[Data items]
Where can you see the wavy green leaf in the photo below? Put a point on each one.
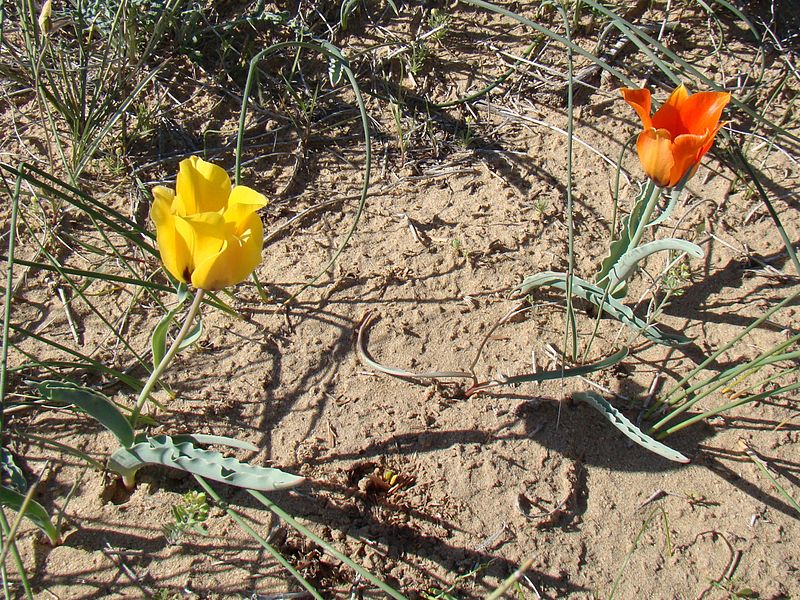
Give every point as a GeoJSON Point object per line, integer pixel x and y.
{"type": "Point", "coordinates": [628, 263]}
{"type": "Point", "coordinates": [618, 420]}
{"type": "Point", "coordinates": [11, 472]}
{"type": "Point", "coordinates": [34, 511]}
{"type": "Point", "coordinates": [611, 306]}
{"type": "Point", "coordinates": [185, 456]}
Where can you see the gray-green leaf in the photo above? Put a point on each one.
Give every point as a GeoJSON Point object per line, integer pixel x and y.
{"type": "Point", "coordinates": [628, 263]}
{"type": "Point", "coordinates": [33, 511]}
{"type": "Point", "coordinates": [183, 455]}
{"type": "Point", "coordinates": [618, 420]}
{"type": "Point", "coordinates": [93, 403]}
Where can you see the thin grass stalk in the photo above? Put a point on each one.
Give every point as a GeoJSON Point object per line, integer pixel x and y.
{"type": "Point", "coordinates": [639, 37]}
{"type": "Point", "coordinates": [762, 465]}
{"type": "Point", "coordinates": [645, 527]}
{"type": "Point", "coordinates": [12, 242]}
{"type": "Point", "coordinates": [678, 387]}
{"type": "Point", "coordinates": [118, 222]}
{"type": "Point", "coordinates": [239, 520]}
{"type": "Point", "coordinates": [65, 449]}
{"type": "Point", "coordinates": [88, 362]}
{"type": "Point", "coordinates": [555, 37]}
{"type": "Point", "coordinates": [194, 309]}
{"type": "Point", "coordinates": [11, 537]}
{"type": "Point", "coordinates": [94, 310]}
{"type": "Point", "coordinates": [733, 394]}
{"type": "Point", "coordinates": [4, 532]}
{"type": "Point", "coordinates": [150, 285]}
{"type": "Point", "coordinates": [328, 548]}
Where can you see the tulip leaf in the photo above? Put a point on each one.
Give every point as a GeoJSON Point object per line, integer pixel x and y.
{"type": "Point", "coordinates": [93, 403]}
{"type": "Point", "coordinates": [618, 420]}
{"type": "Point", "coordinates": [33, 511]}
{"type": "Point", "coordinates": [605, 302]}
{"type": "Point", "coordinates": [336, 61]}
{"type": "Point", "coordinates": [182, 454]}
{"type": "Point", "coordinates": [200, 438]}
{"type": "Point", "coordinates": [627, 264]}
{"type": "Point", "coordinates": [193, 335]}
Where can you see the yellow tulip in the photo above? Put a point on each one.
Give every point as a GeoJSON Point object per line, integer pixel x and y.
{"type": "Point", "coordinates": [208, 233]}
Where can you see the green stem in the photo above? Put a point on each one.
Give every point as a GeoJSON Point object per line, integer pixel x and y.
{"type": "Point", "coordinates": [652, 194]}
{"type": "Point", "coordinates": [318, 540]}
{"type": "Point", "coordinates": [173, 350]}
{"type": "Point", "coordinates": [12, 242]}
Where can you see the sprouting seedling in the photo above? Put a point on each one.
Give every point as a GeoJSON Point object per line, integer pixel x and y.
{"type": "Point", "coordinates": [439, 23]}
{"type": "Point", "coordinates": [189, 515]}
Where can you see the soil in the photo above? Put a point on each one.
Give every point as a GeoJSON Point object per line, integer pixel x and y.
{"type": "Point", "coordinates": [459, 212]}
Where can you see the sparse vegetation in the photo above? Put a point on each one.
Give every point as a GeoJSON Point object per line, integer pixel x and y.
{"type": "Point", "coordinates": [471, 173]}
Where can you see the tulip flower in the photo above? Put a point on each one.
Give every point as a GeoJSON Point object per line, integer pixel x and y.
{"type": "Point", "coordinates": [677, 136]}
{"type": "Point", "coordinates": [208, 233]}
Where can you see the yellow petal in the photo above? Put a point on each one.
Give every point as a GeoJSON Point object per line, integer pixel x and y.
{"type": "Point", "coordinates": [639, 100]}
{"type": "Point", "coordinates": [655, 153]}
{"type": "Point", "coordinates": [702, 111]}
{"type": "Point", "coordinates": [201, 187]}
{"type": "Point", "coordinates": [165, 194]}
{"type": "Point", "coordinates": [204, 235]}
{"type": "Point", "coordinates": [171, 245]}
{"type": "Point", "coordinates": [239, 257]}
{"type": "Point", "coordinates": [242, 203]}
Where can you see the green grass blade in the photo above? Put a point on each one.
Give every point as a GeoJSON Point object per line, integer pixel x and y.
{"type": "Point", "coordinates": [93, 403]}
{"type": "Point", "coordinates": [34, 511]}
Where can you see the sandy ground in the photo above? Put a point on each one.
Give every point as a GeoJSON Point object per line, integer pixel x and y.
{"type": "Point", "coordinates": [452, 225]}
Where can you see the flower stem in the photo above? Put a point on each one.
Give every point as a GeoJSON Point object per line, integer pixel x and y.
{"type": "Point", "coordinates": [651, 196]}
{"type": "Point", "coordinates": [173, 350]}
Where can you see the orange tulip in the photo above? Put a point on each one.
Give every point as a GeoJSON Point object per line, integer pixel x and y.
{"type": "Point", "coordinates": [679, 134]}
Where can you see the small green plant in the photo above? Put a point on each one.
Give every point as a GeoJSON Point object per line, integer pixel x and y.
{"type": "Point", "coordinates": [465, 135]}
{"type": "Point", "coordinates": [439, 23]}
{"type": "Point", "coordinates": [190, 515]}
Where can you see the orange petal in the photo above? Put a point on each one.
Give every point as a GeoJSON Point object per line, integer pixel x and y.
{"type": "Point", "coordinates": [171, 245]}
{"type": "Point", "coordinates": [686, 152]}
{"type": "Point", "coordinates": [639, 100]}
{"type": "Point", "coordinates": [702, 111]}
{"type": "Point", "coordinates": [669, 115]}
{"type": "Point", "coordinates": [655, 154]}
{"type": "Point", "coordinates": [238, 257]}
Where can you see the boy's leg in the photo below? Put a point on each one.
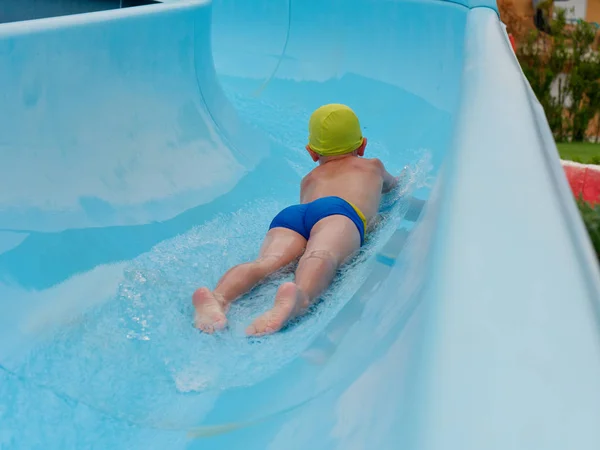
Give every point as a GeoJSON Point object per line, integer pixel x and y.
{"type": "Point", "coordinates": [332, 241]}
{"type": "Point", "coordinates": [280, 247]}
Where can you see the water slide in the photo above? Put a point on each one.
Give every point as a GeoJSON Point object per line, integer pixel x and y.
{"type": "Point", "coordinates": [143, 151]}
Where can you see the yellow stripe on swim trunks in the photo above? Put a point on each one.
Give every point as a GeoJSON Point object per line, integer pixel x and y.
{"type": "Point", "coordinates": [360, 214]}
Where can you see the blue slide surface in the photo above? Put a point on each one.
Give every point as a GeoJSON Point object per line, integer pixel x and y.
{"type": "Point", "coordinates": [144, 151]}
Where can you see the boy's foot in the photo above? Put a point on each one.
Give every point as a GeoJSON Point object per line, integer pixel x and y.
{"type": "Point", "coordinates": [289, 302]}
{"type": "Point", "coordinates": [210, 312]}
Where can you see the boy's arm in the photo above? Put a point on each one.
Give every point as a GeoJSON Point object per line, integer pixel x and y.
{"type": "Point", "coordinates": [389, 181]}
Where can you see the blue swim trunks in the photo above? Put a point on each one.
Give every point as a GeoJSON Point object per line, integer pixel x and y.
{"type": "Point", "coordinates": [301, 218]}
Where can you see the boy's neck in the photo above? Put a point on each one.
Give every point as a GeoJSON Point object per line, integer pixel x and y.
{"type": "Point", "coordinates": [326, 159]}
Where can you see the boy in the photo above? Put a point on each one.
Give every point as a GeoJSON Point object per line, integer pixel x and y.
{"type": "Point", "coordinates": [338, 199]}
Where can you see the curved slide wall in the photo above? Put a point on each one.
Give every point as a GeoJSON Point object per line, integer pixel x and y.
{"type": "Point", "coordinates": [131, 173]}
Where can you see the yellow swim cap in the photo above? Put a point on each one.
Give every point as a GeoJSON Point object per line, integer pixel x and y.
{"type": "Point", "coordinates": [334, 130]}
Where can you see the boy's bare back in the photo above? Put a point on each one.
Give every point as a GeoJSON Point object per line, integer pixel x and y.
{"type": "Point", "coordinates": [357, 180]}
{"type": "Point", "coordinates": [337, 200]}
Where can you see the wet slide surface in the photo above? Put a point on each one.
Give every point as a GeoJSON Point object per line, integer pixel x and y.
{"type": "Point", "coordinates": [144, 151]}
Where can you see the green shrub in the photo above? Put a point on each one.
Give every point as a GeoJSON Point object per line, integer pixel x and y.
{"type": "Point", "coordinates": [591, 218]}
{"type": "Point", "coordinates": [562, 63]}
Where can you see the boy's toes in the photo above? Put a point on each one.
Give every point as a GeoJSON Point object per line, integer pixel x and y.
{"type": "Point", "coordinates": [274, 319]}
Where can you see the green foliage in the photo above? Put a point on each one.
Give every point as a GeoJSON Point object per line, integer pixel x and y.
{"type": "Point", "coordinates": [566, 59]}
{"type": "Point", "coordinates": [591, 218]}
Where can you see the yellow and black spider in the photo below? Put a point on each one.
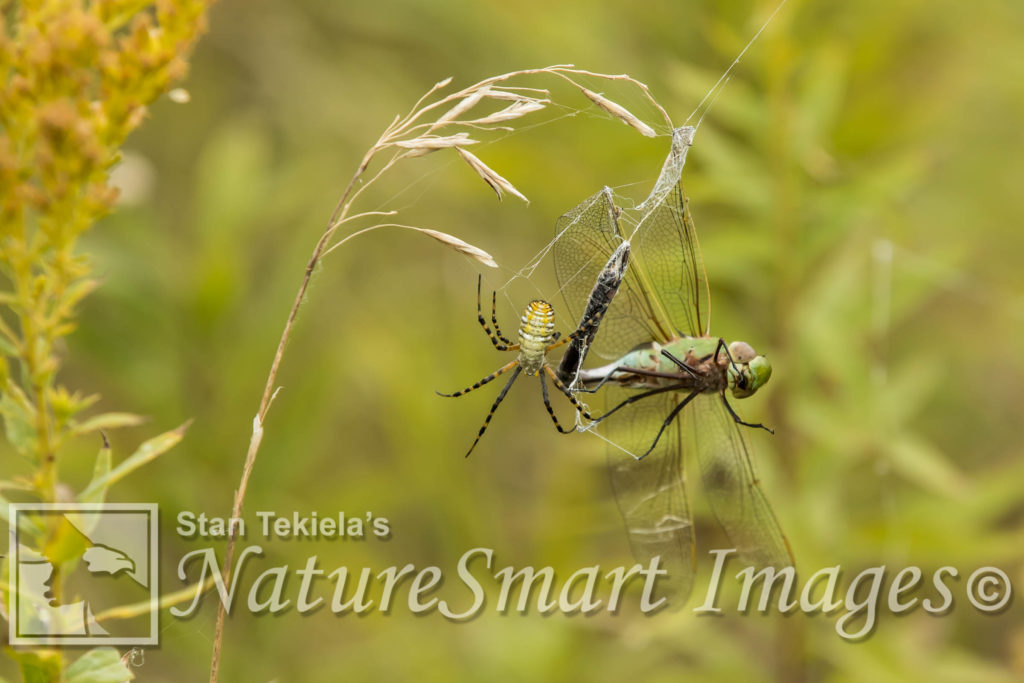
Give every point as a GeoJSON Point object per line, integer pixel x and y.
{"type": "Point", "coordinates": [537, 337]}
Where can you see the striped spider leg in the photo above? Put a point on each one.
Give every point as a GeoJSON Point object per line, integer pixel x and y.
{"type": "Point", "coordinates": [537, 337]}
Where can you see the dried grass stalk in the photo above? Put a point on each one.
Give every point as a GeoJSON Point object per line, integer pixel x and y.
{"type": "Point", "coordinates": [620, 112]}
{"type": "Point", "coordinates": [460, 246]}
{"type": "Point", "coordinates": [497, 182]}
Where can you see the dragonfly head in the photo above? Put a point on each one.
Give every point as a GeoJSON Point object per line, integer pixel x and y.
{"type": "Point", "coordinates": [749, 372]}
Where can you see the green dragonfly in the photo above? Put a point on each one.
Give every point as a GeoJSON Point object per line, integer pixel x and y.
{"type": "Point", "coordinates": [664, 360]}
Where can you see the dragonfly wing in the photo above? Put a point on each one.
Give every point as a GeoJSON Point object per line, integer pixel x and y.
{"type": "Point", "coordinates": [586, 239]}
{"type": "Point", "coordinates": [651, 493]}
{"type": "Point", "coordinates": [731, 484]}
{"type": "Point", "coordinates": [668, 255]}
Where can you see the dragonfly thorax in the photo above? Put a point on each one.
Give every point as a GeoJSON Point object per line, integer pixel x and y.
{"type": "Point", "coordinates": [537, 333]}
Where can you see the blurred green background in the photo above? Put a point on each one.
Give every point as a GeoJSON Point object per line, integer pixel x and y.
{"type": "Point", "coordinates": [856, 191]}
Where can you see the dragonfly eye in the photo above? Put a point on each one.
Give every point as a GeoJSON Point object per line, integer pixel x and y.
{"type": "Point", "coordinates": [741, 352]}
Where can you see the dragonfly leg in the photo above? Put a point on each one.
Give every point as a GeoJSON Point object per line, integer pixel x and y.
{"type": "Point", "coordinates": [735, 418]}
{"type": "Point", "coordinates": [668, 421]}
{"type": "Point", "coordinates": [565, 390]}
{"type": "Point", "coordinates": [491, 414]}
{"type": "Point", "coordinates": [551, 411]}
{"type": "Point", "coordinates": [682, 366]}
{"type": "Point", "coordinates": [722, 346]}
{"type": "Point", "coordinates": [504, 344]}
{"type": "Point", "coordinates": [489, 378]}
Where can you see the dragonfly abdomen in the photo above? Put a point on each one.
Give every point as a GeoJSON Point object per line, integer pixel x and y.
{"type": "Point", "coordinates": [537, 332]}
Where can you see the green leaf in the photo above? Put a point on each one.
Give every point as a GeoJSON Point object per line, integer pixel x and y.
{"type": "Point", "coordinates": [99, 666]}
{"type": "Point", "coordinates": [17, 421]}
{"type": "Point", "coordinates": [108, 421]}
{"type": "Point", "coordinates": [100, 472]}
{"type": "Point", "coordinates": [921, 463]}
{"type": "Point", "coordinates": [150, 451]}
{"type": "Point", "coordinates": [38, 666]}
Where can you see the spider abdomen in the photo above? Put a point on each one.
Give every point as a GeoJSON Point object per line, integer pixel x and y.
{"type": "Point", "coordinates": [537, 333]}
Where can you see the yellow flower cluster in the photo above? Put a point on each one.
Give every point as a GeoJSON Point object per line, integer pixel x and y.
{"type": "Point", "coordinates": [76, 77]}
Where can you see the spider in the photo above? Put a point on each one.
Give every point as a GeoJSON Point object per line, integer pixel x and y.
{"type": "Point", "coordinates": [537, 337]}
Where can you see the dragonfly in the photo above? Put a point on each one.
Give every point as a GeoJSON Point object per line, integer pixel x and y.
{"type": "Point", "coordinates": [668, 381]}
{"type": "Point", "coordinates": [537, 337]}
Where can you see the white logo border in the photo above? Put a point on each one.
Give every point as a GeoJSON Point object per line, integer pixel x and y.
{"type": "Point", "coordinates": [151, 509]}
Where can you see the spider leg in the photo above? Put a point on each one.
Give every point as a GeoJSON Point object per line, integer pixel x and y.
{"type": "Point", "coordinates": [551, 411]}
{"type": "Point", "coordinates": [507, 345]}
{"type": "Point", "coordinates": [494, 313]}
{"type": "Point", "coordinates": [491, 414]}
{"type": "Point", "coordinates": [735, 418]}
{"type": "Point", "coordinates": [504, 369]}
{"type": "Point", "coordinates": [584, 328]}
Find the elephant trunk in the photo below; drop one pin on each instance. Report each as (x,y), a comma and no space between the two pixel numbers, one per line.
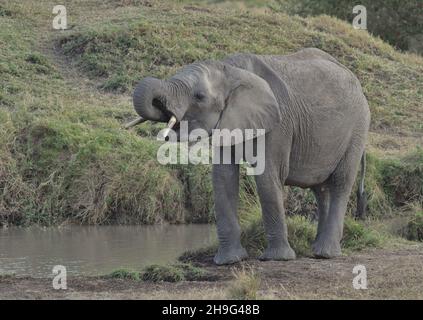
(150,100)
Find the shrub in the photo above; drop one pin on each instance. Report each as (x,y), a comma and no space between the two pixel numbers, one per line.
(414,229)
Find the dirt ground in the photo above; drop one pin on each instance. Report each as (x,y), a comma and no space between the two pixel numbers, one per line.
(391,274)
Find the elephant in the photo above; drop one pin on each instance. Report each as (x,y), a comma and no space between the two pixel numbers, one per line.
(316,120)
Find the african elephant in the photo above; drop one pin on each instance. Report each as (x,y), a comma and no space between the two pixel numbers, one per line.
(316,120)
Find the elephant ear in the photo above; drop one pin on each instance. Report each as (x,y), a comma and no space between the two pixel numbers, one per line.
(250,104)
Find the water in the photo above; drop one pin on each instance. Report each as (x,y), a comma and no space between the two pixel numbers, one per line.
(95,250)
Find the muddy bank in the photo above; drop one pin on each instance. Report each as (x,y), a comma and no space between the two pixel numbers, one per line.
(391,274)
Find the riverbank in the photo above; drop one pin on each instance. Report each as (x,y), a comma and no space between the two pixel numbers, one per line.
(65,95)
(396,273)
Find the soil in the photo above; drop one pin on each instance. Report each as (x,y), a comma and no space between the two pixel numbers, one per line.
(391,274)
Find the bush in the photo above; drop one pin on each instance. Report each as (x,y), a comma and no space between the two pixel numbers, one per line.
(414,229)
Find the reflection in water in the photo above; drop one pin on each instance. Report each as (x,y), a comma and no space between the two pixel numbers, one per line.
(93,250)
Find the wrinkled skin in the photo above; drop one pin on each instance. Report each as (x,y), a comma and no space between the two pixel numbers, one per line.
(316,120)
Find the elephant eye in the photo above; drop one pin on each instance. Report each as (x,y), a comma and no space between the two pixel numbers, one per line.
(199,96)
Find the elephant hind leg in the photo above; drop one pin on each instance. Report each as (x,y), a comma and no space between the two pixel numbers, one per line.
(322,194)
(340,183)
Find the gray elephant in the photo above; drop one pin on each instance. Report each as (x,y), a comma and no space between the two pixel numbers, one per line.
(316,120)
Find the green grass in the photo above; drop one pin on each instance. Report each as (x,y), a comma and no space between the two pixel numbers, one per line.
(397,22)
(414,228)
(174,273)
(163,273)
(65,95)
(357,236)
(124,275)
(245,286)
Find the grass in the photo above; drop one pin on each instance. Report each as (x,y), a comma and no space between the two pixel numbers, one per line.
(174,273)
(124,274)
(65,95)
(164,273)
(397,22)
(414,228)
(245,285)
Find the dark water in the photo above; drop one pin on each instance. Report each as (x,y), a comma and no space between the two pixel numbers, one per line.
(96,250)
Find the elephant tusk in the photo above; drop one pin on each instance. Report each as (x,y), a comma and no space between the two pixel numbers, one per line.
(170,125)
(134,122)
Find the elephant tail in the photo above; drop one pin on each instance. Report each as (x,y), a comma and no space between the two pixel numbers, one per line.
(361,193)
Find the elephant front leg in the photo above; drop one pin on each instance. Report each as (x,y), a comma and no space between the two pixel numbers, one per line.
(226,196)
(271,199)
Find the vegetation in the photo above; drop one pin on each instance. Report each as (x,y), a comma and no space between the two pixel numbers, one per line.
(64,97)
(399,22)
(245,285)
(174,273)
(124,274)
(414,229)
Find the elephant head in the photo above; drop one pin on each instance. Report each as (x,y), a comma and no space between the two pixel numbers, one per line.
(208,95)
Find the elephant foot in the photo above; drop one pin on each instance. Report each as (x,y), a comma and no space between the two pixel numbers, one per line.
(325,248)
(280,253)
(230,256)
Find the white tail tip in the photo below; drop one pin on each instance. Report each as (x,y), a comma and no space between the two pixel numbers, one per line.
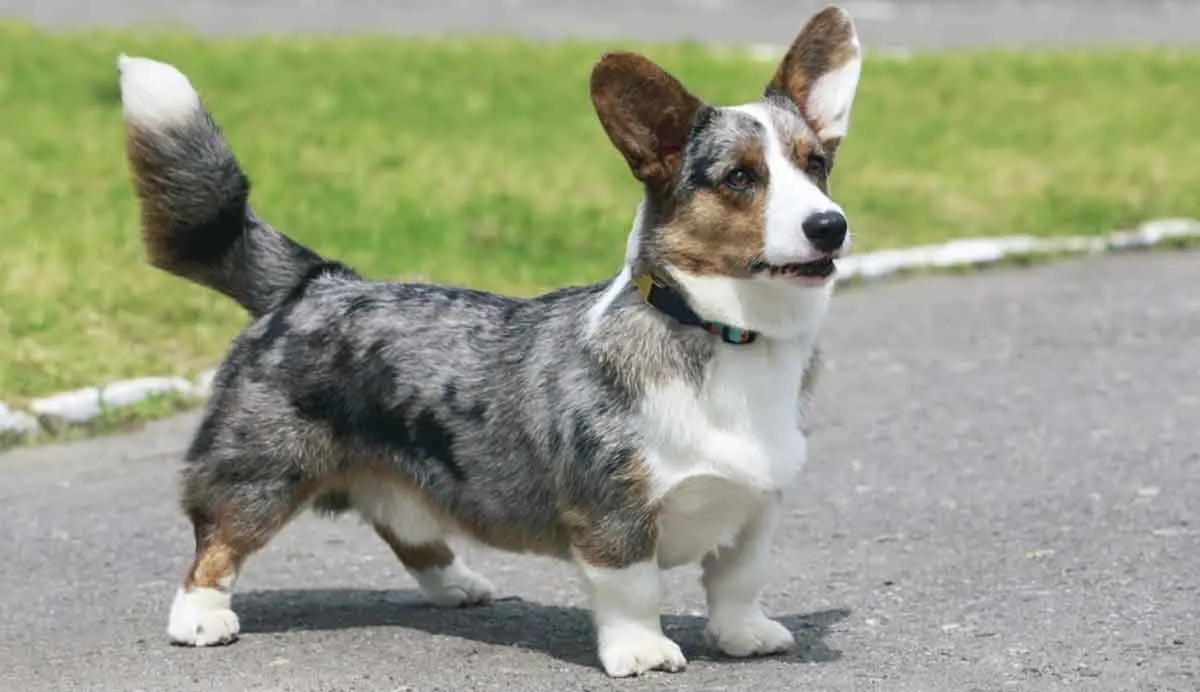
(155,94)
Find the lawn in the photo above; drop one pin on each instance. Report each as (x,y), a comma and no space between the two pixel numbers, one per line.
(481,163)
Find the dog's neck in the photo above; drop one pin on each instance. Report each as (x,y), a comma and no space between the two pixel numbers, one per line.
(659,295)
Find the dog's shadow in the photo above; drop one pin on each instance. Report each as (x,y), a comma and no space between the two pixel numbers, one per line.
(561,632)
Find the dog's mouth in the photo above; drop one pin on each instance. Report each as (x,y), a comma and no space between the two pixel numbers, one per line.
(814,271)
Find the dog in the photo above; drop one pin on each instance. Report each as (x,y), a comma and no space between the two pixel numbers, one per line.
(629,426)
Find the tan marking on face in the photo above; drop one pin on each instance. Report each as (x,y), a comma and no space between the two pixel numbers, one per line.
(717,232)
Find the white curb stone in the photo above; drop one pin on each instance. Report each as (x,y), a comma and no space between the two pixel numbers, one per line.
(978,251)
(72,407)
(126,392)
(78,407)
(203,387)
(18,423)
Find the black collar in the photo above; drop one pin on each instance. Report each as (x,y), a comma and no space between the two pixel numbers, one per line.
(670,302)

__TASK__
State the number of lines in the data above that include the word "trunks", leaving out any other words.

__YOUR SOLUTION__
2